» **Given entries**
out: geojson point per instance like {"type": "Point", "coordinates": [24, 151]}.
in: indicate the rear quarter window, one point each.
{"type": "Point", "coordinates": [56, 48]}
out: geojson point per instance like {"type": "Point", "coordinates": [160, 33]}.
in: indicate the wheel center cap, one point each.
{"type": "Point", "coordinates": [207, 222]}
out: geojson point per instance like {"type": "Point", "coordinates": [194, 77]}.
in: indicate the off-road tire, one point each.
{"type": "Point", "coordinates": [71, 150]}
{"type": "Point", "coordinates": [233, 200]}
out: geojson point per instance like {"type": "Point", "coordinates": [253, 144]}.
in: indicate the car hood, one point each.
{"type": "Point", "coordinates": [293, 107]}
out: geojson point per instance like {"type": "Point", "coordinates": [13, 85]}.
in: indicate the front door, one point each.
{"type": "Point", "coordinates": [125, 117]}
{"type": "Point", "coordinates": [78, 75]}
---
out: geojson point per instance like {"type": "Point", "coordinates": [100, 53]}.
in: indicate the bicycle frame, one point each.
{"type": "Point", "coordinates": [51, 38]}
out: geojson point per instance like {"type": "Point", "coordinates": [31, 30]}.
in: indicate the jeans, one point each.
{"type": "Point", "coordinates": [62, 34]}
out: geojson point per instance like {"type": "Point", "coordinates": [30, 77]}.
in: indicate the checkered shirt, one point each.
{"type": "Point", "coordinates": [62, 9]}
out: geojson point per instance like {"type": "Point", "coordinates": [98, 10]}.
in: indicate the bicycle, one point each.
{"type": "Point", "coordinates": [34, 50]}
--
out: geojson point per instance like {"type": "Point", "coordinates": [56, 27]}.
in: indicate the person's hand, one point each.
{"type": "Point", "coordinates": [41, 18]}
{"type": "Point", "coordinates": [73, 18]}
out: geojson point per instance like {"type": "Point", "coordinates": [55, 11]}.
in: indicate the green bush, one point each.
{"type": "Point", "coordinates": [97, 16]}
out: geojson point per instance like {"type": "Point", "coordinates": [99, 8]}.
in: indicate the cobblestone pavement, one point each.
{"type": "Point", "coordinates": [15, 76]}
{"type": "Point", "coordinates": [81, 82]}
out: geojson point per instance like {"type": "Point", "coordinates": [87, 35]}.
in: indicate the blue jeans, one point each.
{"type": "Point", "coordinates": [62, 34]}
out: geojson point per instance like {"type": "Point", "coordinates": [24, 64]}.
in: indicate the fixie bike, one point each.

» **What you should do**
Copy, exactly and only, the lines above that begin with the one containing "in: indicate the blue jeans, one point each." and finish with the one containing "in: indicate the fixie bike, one point each.".

» **Result of the task**
in: indicate the blue jeans, one point each.
{"type": "Point", "coordinates": [62, 34]}
out: geojson point per instance like {"type": "Point", "coordinates": [24, 64]}.
in: indicate the fixie bike, one point each.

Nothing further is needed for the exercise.